THE REQUEST:
Only the lines from the one holding "vent opening in" to the end should be retyped, exactly, with both ends included and no pictures.

DATA LINES:
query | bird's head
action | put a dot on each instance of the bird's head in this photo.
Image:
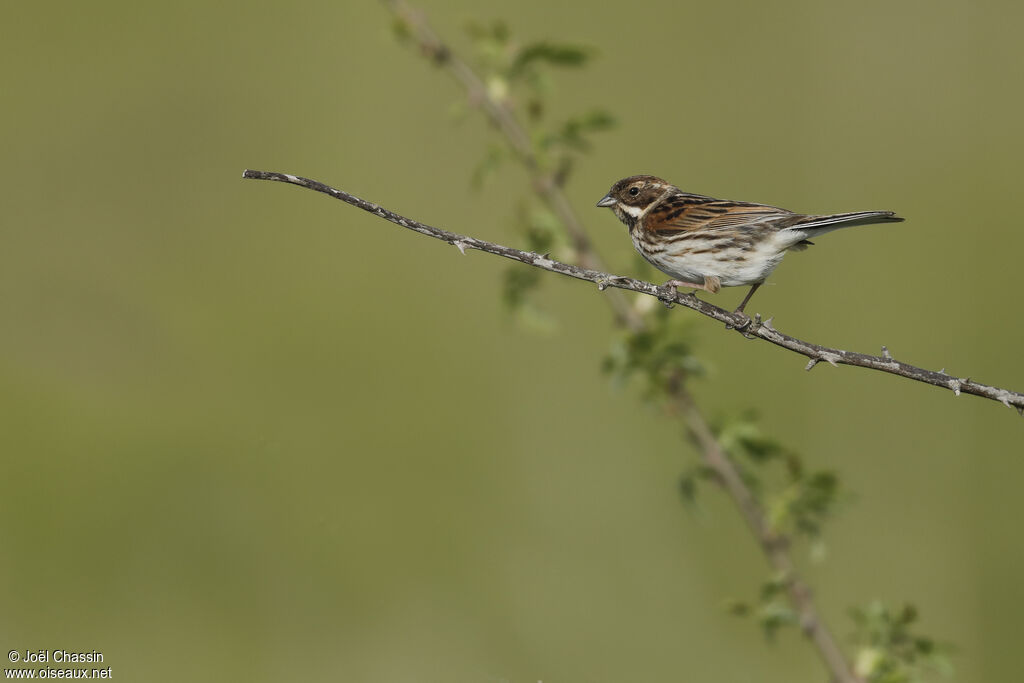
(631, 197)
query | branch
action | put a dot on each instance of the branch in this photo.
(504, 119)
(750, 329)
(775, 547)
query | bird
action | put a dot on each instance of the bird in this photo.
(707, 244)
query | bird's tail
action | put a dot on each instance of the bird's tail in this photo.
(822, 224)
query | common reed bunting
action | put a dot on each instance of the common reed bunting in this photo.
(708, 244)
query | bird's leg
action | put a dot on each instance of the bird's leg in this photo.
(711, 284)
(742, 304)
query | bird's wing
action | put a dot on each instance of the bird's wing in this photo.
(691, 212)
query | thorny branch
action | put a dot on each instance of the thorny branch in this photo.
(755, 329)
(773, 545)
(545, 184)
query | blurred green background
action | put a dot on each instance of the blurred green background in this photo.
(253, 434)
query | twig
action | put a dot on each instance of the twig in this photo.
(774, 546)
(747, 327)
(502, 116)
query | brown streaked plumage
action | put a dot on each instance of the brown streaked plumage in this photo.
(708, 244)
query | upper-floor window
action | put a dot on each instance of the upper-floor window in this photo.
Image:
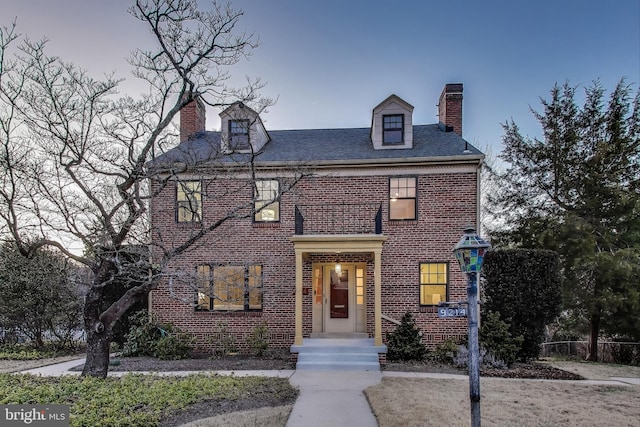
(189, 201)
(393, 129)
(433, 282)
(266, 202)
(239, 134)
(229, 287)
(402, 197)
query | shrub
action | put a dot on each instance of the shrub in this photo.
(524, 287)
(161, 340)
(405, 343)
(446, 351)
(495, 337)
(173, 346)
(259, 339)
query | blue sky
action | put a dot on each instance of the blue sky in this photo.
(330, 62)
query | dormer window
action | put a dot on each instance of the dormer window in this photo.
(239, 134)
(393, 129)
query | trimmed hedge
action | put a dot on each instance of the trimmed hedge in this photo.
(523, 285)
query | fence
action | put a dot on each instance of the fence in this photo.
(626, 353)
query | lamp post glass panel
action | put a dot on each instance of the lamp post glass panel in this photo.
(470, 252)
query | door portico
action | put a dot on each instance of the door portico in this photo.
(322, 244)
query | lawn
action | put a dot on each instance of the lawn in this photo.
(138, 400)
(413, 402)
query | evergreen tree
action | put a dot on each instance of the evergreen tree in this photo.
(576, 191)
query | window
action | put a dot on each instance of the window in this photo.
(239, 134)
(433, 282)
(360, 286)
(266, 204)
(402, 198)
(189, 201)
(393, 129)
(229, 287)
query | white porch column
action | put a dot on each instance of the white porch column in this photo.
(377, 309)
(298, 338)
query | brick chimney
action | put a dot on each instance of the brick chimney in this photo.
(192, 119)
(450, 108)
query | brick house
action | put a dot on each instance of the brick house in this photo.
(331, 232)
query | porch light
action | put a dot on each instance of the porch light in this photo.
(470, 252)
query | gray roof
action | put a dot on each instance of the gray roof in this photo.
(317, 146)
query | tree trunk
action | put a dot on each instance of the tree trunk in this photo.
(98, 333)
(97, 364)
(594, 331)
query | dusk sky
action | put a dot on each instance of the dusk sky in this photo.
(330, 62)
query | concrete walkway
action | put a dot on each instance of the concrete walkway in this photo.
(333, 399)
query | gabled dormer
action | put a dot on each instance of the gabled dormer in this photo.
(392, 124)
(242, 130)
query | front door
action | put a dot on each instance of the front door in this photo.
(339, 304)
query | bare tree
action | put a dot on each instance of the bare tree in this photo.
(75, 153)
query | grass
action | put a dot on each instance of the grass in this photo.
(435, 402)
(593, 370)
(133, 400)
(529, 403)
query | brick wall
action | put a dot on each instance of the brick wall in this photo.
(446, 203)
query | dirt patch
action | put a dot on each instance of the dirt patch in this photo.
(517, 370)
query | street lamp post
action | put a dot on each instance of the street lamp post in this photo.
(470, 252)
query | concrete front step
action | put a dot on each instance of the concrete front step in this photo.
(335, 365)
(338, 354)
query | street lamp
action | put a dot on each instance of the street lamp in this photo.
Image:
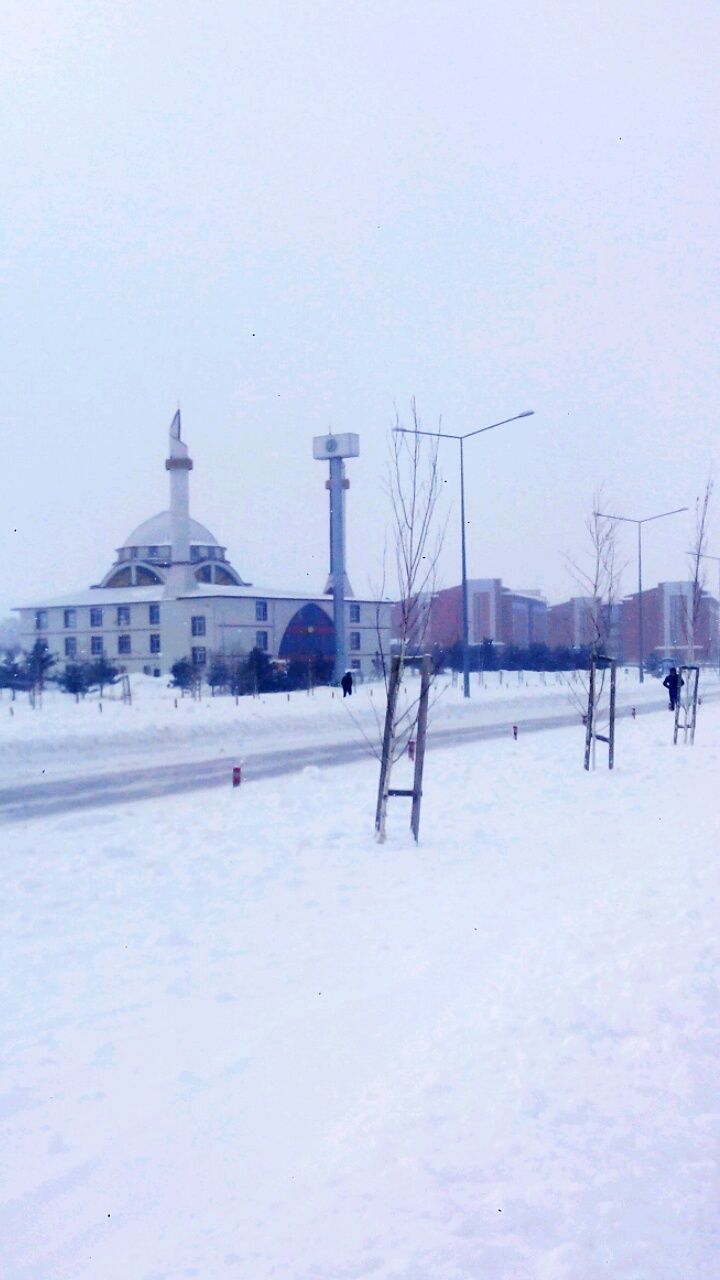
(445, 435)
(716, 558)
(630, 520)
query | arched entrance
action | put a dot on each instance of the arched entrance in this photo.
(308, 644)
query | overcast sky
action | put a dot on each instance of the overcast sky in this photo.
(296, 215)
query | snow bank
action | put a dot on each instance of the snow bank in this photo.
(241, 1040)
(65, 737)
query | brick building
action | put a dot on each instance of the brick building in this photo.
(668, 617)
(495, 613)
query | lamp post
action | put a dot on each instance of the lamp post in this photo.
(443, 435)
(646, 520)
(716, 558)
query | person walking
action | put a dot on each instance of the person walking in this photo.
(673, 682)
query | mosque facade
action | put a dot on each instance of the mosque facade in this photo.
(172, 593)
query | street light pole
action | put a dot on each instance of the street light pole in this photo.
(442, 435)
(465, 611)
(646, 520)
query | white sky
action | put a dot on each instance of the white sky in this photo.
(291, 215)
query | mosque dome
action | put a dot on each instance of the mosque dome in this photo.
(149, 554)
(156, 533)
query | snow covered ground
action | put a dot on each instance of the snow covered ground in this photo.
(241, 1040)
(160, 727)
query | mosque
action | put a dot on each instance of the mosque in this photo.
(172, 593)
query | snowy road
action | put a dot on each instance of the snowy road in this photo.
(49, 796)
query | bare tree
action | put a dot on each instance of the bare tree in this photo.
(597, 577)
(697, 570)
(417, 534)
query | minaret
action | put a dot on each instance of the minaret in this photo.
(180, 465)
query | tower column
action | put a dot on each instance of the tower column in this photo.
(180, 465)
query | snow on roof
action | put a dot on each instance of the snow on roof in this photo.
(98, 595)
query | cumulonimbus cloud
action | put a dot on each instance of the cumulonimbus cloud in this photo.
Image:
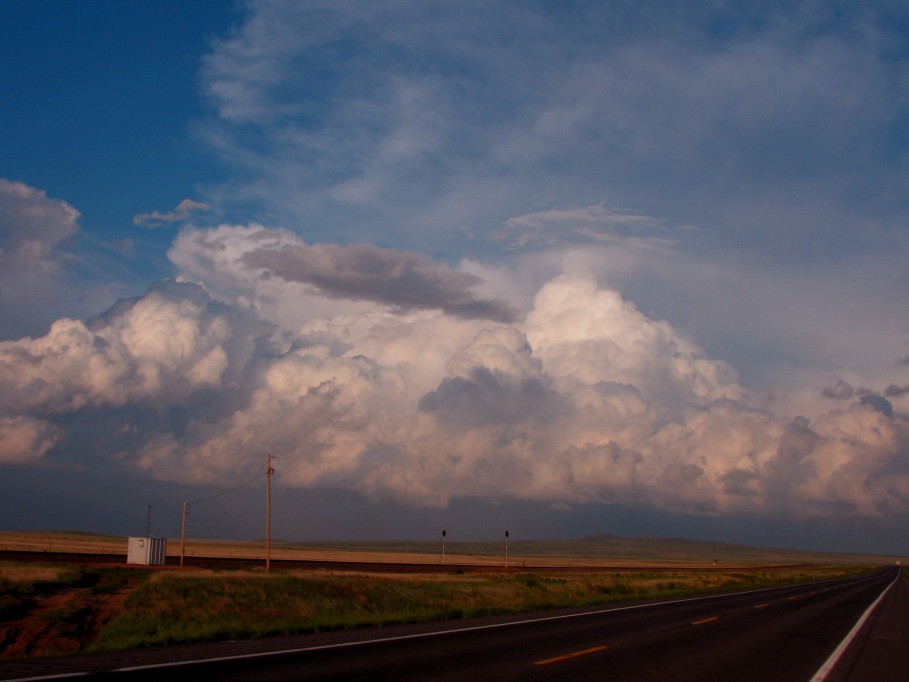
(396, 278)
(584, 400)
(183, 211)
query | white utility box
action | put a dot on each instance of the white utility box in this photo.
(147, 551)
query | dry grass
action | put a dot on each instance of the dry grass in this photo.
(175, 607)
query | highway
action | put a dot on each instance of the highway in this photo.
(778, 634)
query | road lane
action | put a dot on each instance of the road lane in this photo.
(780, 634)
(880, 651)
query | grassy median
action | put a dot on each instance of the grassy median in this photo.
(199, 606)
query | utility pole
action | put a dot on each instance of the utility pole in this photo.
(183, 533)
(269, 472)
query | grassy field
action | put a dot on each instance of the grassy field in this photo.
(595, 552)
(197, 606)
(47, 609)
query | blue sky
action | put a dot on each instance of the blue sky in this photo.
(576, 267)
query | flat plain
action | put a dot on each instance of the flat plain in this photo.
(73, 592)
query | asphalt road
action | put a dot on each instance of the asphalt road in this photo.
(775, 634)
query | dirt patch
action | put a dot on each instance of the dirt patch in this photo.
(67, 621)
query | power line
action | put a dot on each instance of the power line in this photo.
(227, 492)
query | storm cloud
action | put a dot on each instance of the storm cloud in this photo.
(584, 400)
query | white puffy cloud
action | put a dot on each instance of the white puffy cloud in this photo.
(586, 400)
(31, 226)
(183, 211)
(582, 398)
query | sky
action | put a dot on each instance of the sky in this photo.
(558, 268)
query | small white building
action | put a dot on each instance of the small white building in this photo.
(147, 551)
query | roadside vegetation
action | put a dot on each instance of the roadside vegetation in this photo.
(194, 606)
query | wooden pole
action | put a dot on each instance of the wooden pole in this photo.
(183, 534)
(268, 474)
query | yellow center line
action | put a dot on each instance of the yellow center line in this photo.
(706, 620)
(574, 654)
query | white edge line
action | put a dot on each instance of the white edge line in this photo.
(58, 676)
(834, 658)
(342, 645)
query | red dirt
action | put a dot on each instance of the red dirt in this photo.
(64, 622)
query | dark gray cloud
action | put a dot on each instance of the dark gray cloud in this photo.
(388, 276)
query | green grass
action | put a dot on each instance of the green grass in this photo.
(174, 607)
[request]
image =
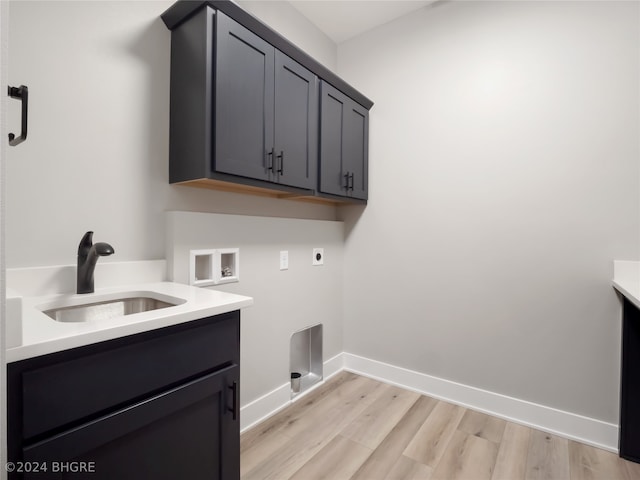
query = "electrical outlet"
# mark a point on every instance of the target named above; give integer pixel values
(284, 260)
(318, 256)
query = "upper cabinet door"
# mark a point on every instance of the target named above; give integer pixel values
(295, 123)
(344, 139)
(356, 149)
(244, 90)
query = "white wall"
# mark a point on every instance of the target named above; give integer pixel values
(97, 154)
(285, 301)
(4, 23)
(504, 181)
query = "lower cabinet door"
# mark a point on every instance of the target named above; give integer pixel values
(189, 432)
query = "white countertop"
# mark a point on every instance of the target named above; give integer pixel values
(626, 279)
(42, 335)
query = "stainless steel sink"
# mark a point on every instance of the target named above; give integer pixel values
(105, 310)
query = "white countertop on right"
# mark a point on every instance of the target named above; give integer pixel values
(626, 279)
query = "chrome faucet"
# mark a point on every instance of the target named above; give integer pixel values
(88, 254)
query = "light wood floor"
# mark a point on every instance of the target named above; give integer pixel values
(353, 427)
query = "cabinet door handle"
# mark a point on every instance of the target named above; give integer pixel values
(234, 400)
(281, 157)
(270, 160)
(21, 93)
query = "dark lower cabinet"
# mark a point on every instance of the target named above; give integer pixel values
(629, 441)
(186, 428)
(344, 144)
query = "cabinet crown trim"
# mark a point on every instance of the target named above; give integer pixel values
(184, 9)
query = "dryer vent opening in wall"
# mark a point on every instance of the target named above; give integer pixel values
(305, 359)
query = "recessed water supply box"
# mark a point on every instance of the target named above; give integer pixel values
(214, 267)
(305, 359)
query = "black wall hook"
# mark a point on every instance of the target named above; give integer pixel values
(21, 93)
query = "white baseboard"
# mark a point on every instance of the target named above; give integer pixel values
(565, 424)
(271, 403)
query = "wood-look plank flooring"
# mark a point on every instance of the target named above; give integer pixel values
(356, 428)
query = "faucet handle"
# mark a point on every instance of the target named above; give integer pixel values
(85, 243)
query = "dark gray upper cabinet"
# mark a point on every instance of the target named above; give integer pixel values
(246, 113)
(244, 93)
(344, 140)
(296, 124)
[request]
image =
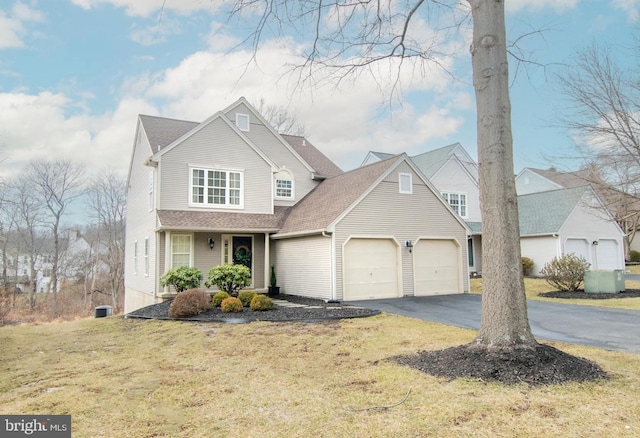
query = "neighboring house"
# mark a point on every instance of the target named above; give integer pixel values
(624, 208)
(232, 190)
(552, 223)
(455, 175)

WORKED SOLUTION:
query = "dryer vent opening in wall"
# mark a point on every instance of the target named above; give integer pixel values
(305, 359)
query = "recessed water supply box"
# mark a point on every instance of the target named above; give integer pixel values
(214, 267)
(305, 359)
query = "black wall hook"
# mark a point on every instance of the target named above; give integer pixel values
(21, 93)
query = "white baseboard"
# mark a point on every instance of the target named above; give integer pixel values
(565, 424)
(271, 403)
query = "wood-look plank flooring"
# mark a point on every instance of the target named above; give integer pixel values
(356, 428)
query = "faucet handle"
# mark a point on every instance of the target named above; give integer pixel values
(85, 243)
query = "dark gray upper cabinet"
# mark a point on every instance of the target named above; give integer pixel values
(246, 113)
(244, 93)
(344, 140)
(296, 124)
[request]
image =
query = "neighboring house"
# mark a point on every instance of the target named above; give integer pixel values
(624, 208)
(232, 190)
(552, 223)
(455, 175)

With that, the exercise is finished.